-- start Text segment --

The advent of more powerful engines, steel hulled ships, airplanes, and radios considerably enhanced the whalers' ability to hunt successfully in Antarctica. At the same time, these technological improvements greatly advanced the cause and execution of Antarctic exploration. The radio was particularly important; for the first time, Antarctic explorers were not completely isolated from the rest of the world.

One of the first to use the new aeronautical technology was Sir Hubert Wilkins. In an expedition supported by publisher Randolph Hearst and the American Geographical Society, Wilkins made the first Antarctic flight on November 16, 1928. On December 20, from a base at Deception Island, Wilkins flew over Graham Land and became the first Antarctic explorer to discover new land by air. He was also the first to use aerial photography for mapping.

Richard Byrd's first Antarctic expedition reached the Ross Ice Shelf on December 25, 1928. He had with him three airplanes, 95 dogs, and over 50 men. His goal was to fly over the south pole. After establishing his Little America camp at the Bay of Whales, Byrd made his first flight on January 15, 1929. On a flight two weeks later, he discovered the Rockefeller Mountains. Several other reconnaissance flights were made, then the planes were stored and the men settled in for the winter.

-- end Text segment --
-- start Recorded data --

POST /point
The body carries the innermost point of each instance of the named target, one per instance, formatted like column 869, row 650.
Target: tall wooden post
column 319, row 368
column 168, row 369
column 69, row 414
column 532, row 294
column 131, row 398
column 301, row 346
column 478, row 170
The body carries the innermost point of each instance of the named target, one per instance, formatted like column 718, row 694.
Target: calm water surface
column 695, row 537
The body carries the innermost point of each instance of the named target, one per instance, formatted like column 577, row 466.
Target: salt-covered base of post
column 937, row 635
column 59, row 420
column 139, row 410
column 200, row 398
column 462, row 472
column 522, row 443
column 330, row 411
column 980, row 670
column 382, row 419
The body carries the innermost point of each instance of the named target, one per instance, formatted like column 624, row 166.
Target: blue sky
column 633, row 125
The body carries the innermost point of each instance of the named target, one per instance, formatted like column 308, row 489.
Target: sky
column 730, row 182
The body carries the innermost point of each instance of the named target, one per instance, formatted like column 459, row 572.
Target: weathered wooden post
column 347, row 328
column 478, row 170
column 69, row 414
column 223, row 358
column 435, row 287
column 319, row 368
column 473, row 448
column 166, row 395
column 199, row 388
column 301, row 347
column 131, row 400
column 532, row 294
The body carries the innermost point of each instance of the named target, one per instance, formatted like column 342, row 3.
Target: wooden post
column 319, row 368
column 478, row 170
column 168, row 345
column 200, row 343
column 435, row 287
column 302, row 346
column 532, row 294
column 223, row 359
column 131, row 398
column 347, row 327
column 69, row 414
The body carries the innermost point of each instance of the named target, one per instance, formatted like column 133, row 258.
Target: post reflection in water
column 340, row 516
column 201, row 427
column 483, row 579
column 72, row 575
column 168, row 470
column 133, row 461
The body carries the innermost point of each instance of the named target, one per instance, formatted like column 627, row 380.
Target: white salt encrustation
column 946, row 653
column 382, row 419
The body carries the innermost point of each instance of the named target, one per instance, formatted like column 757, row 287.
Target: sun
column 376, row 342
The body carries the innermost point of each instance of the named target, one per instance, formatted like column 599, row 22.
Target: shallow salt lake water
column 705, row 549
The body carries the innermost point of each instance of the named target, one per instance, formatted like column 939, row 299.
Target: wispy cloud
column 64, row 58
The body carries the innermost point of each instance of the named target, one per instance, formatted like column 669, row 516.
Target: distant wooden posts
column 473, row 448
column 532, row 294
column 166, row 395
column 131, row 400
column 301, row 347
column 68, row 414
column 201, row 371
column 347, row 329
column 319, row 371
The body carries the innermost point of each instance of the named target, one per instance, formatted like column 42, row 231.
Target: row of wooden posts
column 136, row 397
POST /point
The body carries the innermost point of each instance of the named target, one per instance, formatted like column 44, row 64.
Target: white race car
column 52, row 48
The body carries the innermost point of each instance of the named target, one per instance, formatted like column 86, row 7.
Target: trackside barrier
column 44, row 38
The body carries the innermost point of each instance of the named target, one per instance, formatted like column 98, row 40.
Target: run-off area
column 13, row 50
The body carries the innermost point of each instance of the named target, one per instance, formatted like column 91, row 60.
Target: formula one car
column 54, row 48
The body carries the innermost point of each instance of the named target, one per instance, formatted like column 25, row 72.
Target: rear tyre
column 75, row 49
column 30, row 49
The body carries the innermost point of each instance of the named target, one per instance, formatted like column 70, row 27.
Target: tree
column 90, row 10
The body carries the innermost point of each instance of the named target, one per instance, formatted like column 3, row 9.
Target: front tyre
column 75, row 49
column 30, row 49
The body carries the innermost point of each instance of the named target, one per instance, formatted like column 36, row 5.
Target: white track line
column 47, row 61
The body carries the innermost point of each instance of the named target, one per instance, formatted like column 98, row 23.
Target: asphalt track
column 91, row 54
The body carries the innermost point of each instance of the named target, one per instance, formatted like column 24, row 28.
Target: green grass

-- end Recorded data --

◆ Short problem 1 ◆
Translate this sentence from the Antarctic exploration passage into Spanish: "He was also the first to use aerial photography for mapping."
◆ Short problem 2 ◆
Carry on the Antarctic exploration passage, starting after its final sentence.

◆ Written response 1 ◆
También fue el primero en utilizar la fotografía aérea para la cartografía.

◆ Written response 2 ◆
The next austral summer, on November 28, 1929, Byrd and three others took off in their Ford Tri-motor and headed south. After a harrowing climb over the Transantarctic Mountains, Byrd and his crew became the first to fly over the south pole, at 1:14 in the morning on November 29, 1929.

At the same time, Douglas Mawson was back in the Antarctic, leading the British-Australian-New Zealand Antarctic Research Expedition (BANZARE). Their goal was to conduct air explorations of the Mac-Robertson, Princess Elizabeth, Wilhelm II, Queen Mary, Wilkes, Adlie, George V, and Oates Land Coasts. On January 14, 1930, Mawson crossed paths with Captain Hjalmar Riiser-Larsen, who was surveying the coast and waters of Dronning Maud Land. The Norwegian expedition had been organized by whaler and ship owner Lars Christensen, who had directed Riiser-Larsen to circumnavigate the continent, make surveys (some by air), and take scientific samples. The two men mutually agreed to limit their respective explorations to either side of the 45th eastern meridian. (Informal as it was, this was the first international Antarctic territorial agreement.)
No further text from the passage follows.